Você pode acrescentar 23 a cada número das coordenadas dadas como resposta no trecho dos registros que vai da linha que contém "of the asphalt" até o fim dos registros, com ambas as extremidades incluídas? Reescreva todas essas linhas sem mudar nada além dessas coordenadas.

====== DADOS FORNECIDOS

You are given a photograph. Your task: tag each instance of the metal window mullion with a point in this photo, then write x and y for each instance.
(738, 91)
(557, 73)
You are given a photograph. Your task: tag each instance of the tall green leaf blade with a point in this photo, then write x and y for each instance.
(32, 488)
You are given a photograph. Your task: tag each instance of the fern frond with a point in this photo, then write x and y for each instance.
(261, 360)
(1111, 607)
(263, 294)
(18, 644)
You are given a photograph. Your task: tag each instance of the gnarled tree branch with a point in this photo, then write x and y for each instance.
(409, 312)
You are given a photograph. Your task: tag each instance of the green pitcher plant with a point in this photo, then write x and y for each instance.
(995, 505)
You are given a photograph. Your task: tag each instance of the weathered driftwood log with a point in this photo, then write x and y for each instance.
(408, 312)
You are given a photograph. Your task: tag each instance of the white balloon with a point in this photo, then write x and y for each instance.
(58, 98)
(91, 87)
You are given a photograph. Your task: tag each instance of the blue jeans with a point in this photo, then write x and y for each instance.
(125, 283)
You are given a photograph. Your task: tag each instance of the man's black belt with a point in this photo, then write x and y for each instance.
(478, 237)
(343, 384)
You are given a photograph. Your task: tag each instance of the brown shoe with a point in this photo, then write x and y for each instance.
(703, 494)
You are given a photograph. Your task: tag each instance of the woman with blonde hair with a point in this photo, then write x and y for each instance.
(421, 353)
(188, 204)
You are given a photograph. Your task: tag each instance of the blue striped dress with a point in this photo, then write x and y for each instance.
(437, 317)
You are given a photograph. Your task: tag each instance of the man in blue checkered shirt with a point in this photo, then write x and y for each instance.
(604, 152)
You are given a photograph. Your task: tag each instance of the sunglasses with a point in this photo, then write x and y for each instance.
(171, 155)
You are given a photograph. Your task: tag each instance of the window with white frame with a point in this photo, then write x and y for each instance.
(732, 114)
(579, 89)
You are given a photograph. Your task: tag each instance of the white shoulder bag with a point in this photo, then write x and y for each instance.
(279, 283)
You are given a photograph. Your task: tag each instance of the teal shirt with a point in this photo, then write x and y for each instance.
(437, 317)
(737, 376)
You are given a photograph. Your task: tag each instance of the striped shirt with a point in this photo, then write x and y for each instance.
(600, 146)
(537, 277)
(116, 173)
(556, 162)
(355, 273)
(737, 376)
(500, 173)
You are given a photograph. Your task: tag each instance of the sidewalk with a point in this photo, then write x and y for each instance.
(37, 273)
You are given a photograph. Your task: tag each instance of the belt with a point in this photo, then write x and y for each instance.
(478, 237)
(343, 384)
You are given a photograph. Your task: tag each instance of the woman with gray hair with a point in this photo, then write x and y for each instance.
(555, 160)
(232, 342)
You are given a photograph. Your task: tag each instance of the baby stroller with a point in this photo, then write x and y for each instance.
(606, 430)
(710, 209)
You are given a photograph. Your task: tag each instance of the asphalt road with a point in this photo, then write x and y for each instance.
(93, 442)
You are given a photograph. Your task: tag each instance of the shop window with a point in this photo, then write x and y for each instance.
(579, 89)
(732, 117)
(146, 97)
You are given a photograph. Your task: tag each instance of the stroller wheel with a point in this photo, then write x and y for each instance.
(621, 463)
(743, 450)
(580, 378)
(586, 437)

============

## RESPOSTA ESCRITA
You are given a photograph. Your task: tag each instance of the asphalt road with a point in this photo, then write x and y for each instance.
(116, 465)
You are given a photograph. Your task: tag each instance of the shop window with a point in this photo, then write x and y for each instance.
(602, 112)
(755, 140)
(169, 120)
You are given a photograph. Your task: tag each instance of the stroller wheel with a point in this photo, then write x and y for each instance.
(644, 486)
(766, 473)
(603, 401)
(609, 460)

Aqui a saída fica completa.